▶ _Written problem_: Can you render the listing as a Markdown table, from the line with "Please segment every instance of the garden" through the end of the listing (both ends included), with a Row column for the row number and a Line column for the text, and blank lines skipped?

▶ _Records for the task_:
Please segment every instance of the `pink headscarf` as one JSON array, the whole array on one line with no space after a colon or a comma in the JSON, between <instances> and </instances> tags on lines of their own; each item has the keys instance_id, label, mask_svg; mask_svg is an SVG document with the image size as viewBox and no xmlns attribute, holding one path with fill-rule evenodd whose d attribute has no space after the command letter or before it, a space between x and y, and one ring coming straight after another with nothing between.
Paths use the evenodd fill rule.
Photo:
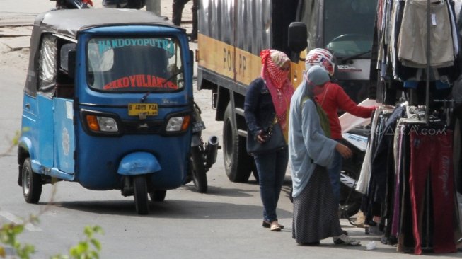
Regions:
<instances>
[{"instance_id":1,"label":"pink headscarf","mask_svg":"<svg viewBox=\"0 0 462 259\"><path fill-rule=\"evenodd\" d=\"M287 114L290 99L294 94L294 86L289 80L289 71L281 68L290 59L284 52L275 50L264 50L260 52L262 58L261 76L271 93L277 120L287 141Z\"/></svg>"}]
</instances>

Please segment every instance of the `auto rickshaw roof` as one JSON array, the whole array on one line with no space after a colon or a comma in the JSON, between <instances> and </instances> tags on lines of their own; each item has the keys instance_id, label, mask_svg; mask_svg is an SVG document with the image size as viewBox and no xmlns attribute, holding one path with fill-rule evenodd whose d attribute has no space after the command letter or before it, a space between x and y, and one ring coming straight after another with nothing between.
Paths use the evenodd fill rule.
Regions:
<instances>
[{"instance_id":1,"label":"auto rickshaw roof","mask_svg":"<svg viewBox=\"0 0 462 259\"><path fill-rule=\"evenodd\" d=\"M115 8L50 11L37 16L34 25L42 31L74 39L80 30L101 26L149 25L175 27L166 17L159 17L149 11Z\"/></svg>"}]
</instances>

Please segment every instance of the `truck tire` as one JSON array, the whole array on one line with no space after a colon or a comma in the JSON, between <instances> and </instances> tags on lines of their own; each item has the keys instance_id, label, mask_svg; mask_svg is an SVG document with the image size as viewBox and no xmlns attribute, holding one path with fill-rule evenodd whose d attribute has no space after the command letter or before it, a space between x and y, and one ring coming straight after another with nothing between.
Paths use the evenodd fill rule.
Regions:
<instances>
[{"instance_id":1,"label":"truck tire","mask_svg":"<svg viewBox=\"0 0 462 259\"><path fill-rule=\"evenodd\" d=\"M238 134L233 115L231 103L229 103L223 120L224 168L231 182L246 183L252 173L252 160L246 150L246 139Z\"/></svg>"}]
</instances>

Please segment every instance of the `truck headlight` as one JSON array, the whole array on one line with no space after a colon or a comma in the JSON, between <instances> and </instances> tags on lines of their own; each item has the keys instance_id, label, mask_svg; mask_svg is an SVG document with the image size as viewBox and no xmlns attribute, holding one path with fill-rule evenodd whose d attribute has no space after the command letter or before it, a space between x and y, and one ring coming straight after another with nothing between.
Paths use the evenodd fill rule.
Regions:
<instances>
[{"instance_id":1,"label":"truck headlight","mask_svg":"<svg viewBox=\"0 0 462 259\"><path fill-rule=\"evenodd\" d=\"M171 117L166 126L166 132L178 132L187 130L190 126L190 115Z\"/></svg>"}]
</instances>

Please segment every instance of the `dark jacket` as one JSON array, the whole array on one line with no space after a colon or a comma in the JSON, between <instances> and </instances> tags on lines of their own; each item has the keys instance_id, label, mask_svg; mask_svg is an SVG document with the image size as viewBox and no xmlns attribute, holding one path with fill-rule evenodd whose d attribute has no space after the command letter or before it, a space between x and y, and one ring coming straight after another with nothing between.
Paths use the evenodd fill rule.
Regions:
<instances>
[{"instance_id":1,"label":"dark jacket","mask_svg":"<svg viewBox=\"0 0 462 259\"><path fill-rule=\"evenodd\" d=\"M260 77L255 79L248 86L244 102L248 137L255 139L260 130L267 130L275 114L271 93L265 81Z\"/></svg>"}]
</instances>

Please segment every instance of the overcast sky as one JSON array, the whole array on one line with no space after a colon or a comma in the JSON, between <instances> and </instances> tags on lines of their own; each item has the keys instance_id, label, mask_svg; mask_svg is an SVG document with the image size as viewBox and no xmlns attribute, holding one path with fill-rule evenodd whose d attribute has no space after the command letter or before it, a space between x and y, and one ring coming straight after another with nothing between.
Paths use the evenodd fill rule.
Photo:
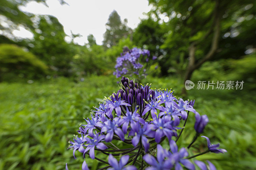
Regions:
<instances>
[{"instance_id":1,"label":"overcast sky","mask_svg":"<svg viewBox=\"0 0 256 170\"><path fill-rule=\"evenodd\" d=\"M121 19L127 18L128 25L133 29L140 23L140 18L146 16L144 12L148 12L151 8L147 0L65 0L68 5L61 5L57 0L48 0L49 7L42 4L32 2L22 10L40 14L51 15L58 18L64 27L67 34L79 33L83 36L76 38L74 41L81 45L87 42L87 36L92 34L98 44L101 44L103 34L106 31L105 24L111 12L115 10ZM27 33L16 32L16 34L24 36ZM28 35L28 36L29 36Z\"/></svg>"}]
</instances>

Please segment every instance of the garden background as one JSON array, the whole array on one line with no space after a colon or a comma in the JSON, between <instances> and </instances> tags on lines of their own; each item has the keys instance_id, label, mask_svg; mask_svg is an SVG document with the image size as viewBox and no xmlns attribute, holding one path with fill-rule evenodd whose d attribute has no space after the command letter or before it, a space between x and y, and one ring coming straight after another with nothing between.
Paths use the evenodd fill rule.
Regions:
<instances>
[{"instance_id":1,"label":"garden background","mask_svg":"<svg viewBox=\"0 0 256 170\"><path fill-rule=\"evenodd\" d=\"M66 162L70 169L80 169L83 160L74 159L68 142L93 106L117 91L120 79L113 73L125 46L148 49L157 57L141 83L172 88L176 96L195 100L196 110L208 116L204 133L228 152L198 159L209 160L218 169L256 169L252 1L149 0L153 7L137 28L129 28L114 11L103 45L91 34L83 46L74 41L79 34L65 41L55 17L20 10L30 1L0 1L0 169L63 169ZM21 25L32 39L13 35ZM199 81L244 83L242 89L186 91L187 79L196 85ZM187 123L181 145L192 139L194 120ZM102 166L86 160L92 169Z\"/></svg>"}]
</instances>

▶ _Response for this exercise_:
| Row | Line |
|---|---|
| 1 | Please segment every instance of the garden background as one JSON array, the whole array on one line with no space after a colon or a comma in the JSON, between <instances> and </instances> tags on lines of their own; each item has the keys instance_id, label, mask_svg; mask_svg is an SVG document with the image size as viewBox and no xmlns attribute, holding one path with fill-rule evenodd whose d attribute has no space after the command letter or before it, a space between x and y, and one ring coming straight after another with nothing between. |
| 2 | Paths use the evenodd fill rule. |
| 3 | Regions: |
| 4 | <instances> |
| 5 | [{"instance_id":1,"label":"garden background","mask_svg":"<svg viewBox=\"0 0 256 170\"><path fill-rule=\"evenodd\" d=\"M66 162L70 169L80 169L83 160L74 159L68 142L93 106L117 91L120 79L113 73L125 46L148 49L157 57L141 83L172 88L176 96L195 100L196 110L208 116L204 133L228 152L198 159L209 160L218 169L256 169L252 1L149 0L153 7L137 28L129 28L114 11L103 45L91 34L83 46L74 41L79 34L65 41L55 17L20 10L30 1L0 1L0 169L63 169ZM21 25L32 39L13 35ZM199 81L244 83L242 89L186 91L187 79L196 85ZM187 123L181 145L192 139L194 120ZM102 166L86 160L92 169Z\"/></svg>"}] |
| 6 | </instances> |